Stated exercise: Report every line of the listing below that contains the word "ceiling". Copy each such line in full.

-- begin --

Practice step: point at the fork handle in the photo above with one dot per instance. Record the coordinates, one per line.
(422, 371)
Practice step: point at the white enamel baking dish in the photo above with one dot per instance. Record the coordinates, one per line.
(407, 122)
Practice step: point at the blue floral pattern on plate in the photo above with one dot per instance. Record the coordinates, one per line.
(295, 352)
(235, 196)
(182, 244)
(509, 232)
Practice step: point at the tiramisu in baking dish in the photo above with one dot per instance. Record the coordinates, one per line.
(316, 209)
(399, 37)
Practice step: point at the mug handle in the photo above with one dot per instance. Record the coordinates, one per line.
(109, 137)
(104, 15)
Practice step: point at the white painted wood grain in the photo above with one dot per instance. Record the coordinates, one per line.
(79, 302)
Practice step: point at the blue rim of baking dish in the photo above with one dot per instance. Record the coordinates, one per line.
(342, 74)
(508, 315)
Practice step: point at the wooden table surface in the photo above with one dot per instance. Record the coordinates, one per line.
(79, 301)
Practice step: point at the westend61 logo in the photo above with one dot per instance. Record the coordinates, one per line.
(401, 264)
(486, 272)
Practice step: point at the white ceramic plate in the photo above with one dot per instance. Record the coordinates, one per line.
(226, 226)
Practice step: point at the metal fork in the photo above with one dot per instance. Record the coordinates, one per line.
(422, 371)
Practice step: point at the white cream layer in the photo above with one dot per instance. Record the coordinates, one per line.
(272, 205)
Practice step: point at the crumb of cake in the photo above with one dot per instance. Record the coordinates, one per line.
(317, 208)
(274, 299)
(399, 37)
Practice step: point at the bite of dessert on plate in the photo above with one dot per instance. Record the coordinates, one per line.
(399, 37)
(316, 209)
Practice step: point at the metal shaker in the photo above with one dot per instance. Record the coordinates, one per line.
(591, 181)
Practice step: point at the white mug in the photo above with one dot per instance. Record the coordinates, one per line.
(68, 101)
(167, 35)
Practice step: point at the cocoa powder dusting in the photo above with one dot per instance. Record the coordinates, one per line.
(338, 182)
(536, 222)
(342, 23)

-- end --
-- begin --

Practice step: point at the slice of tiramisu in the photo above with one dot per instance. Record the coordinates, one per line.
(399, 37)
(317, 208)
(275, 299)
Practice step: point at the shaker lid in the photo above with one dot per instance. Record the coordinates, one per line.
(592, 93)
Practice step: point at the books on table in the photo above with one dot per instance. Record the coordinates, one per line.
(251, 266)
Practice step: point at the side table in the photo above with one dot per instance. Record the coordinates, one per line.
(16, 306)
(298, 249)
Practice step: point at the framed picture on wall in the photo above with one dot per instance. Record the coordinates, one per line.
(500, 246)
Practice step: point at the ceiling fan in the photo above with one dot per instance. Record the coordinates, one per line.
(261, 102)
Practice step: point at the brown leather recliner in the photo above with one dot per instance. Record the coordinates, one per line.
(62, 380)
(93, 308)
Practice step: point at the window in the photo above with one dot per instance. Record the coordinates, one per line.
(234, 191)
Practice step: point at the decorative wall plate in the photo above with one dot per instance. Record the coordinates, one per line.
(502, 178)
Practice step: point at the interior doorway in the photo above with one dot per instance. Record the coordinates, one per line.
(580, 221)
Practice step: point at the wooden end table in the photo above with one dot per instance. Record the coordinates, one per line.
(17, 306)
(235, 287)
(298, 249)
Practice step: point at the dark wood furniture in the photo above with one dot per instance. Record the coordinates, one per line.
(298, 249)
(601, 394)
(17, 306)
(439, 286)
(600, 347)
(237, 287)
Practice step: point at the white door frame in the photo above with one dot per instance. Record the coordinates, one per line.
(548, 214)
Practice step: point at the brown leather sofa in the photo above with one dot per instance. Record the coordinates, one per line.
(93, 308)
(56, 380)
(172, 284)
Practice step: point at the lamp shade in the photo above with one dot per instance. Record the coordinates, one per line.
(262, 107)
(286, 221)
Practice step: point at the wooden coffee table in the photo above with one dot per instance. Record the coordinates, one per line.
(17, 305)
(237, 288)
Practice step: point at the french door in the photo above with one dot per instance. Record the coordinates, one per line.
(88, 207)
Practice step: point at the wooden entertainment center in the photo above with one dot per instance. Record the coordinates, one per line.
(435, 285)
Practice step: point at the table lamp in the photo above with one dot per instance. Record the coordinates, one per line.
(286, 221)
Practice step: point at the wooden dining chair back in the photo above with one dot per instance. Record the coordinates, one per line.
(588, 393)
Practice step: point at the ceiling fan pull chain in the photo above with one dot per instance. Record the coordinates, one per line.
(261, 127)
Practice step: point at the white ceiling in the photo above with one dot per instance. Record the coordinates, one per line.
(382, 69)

-- end --
-- begin --

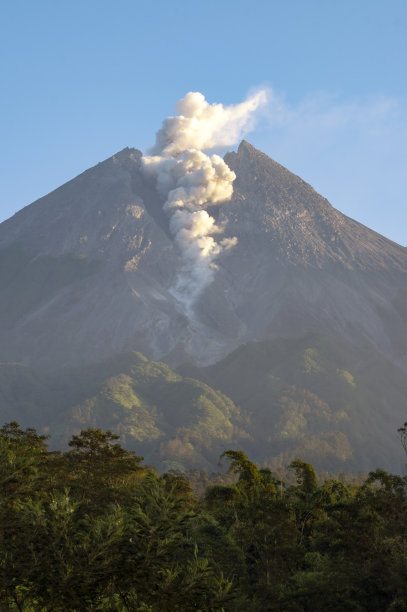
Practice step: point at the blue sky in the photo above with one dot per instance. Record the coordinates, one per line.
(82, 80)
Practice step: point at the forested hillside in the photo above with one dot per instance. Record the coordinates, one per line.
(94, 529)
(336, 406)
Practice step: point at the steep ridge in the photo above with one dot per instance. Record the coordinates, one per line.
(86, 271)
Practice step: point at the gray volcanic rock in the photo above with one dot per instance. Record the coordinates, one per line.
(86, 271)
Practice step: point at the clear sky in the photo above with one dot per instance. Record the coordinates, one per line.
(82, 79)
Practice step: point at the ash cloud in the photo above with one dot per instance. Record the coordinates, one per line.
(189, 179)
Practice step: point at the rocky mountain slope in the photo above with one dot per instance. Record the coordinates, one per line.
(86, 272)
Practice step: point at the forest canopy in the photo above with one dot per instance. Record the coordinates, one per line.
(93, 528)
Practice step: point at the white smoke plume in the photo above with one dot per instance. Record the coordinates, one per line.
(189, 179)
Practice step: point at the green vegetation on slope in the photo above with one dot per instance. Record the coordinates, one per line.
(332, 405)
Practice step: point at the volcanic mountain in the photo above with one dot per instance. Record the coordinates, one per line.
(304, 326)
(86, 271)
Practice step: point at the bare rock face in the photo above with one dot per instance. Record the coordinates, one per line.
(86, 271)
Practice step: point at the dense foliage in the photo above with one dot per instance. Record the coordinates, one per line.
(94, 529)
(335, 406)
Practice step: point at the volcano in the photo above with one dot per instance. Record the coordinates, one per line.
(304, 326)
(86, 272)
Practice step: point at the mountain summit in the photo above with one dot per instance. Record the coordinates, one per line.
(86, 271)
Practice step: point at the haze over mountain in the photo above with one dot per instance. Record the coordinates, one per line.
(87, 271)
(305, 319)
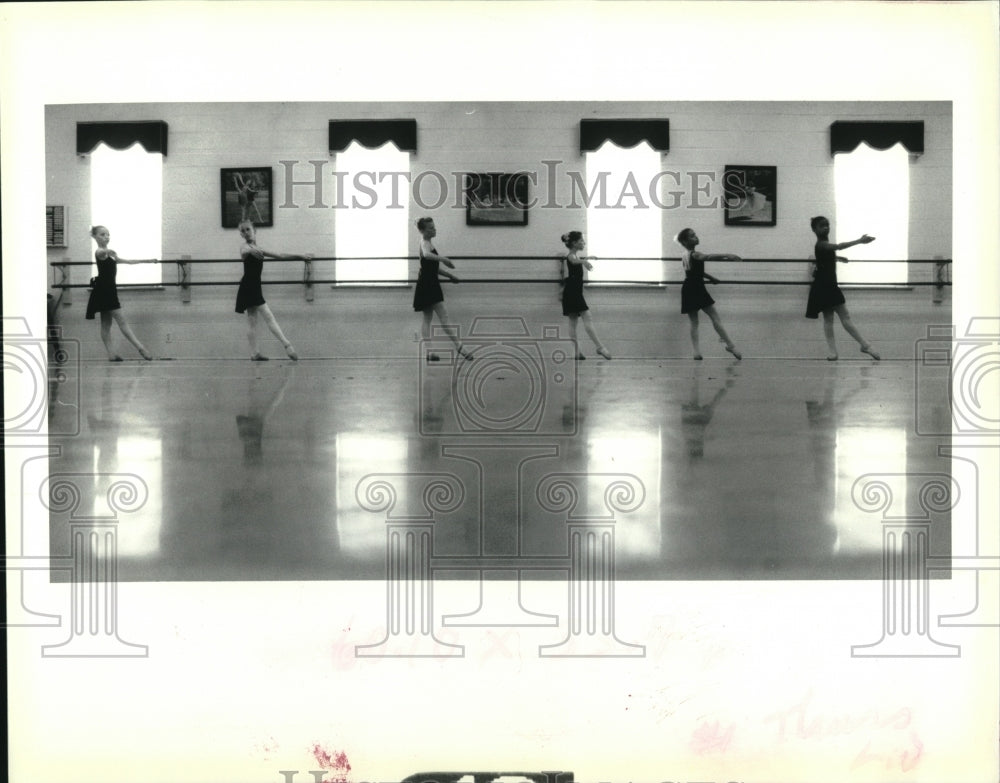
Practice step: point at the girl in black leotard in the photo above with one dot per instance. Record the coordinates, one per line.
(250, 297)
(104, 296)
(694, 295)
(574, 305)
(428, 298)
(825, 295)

-- end --

Solution below:
Practice step: point at the ceiling fan in the photo above with one dot per instance. Record the coordinates, one per line.
Practice step: point at the ceiling fan pull chain in the photo above with one dot per instance. Record the coordinates, one per line.
Practice step: point at the white ceiling in the photo above with one dot per instance. Record the coordinates, one per line.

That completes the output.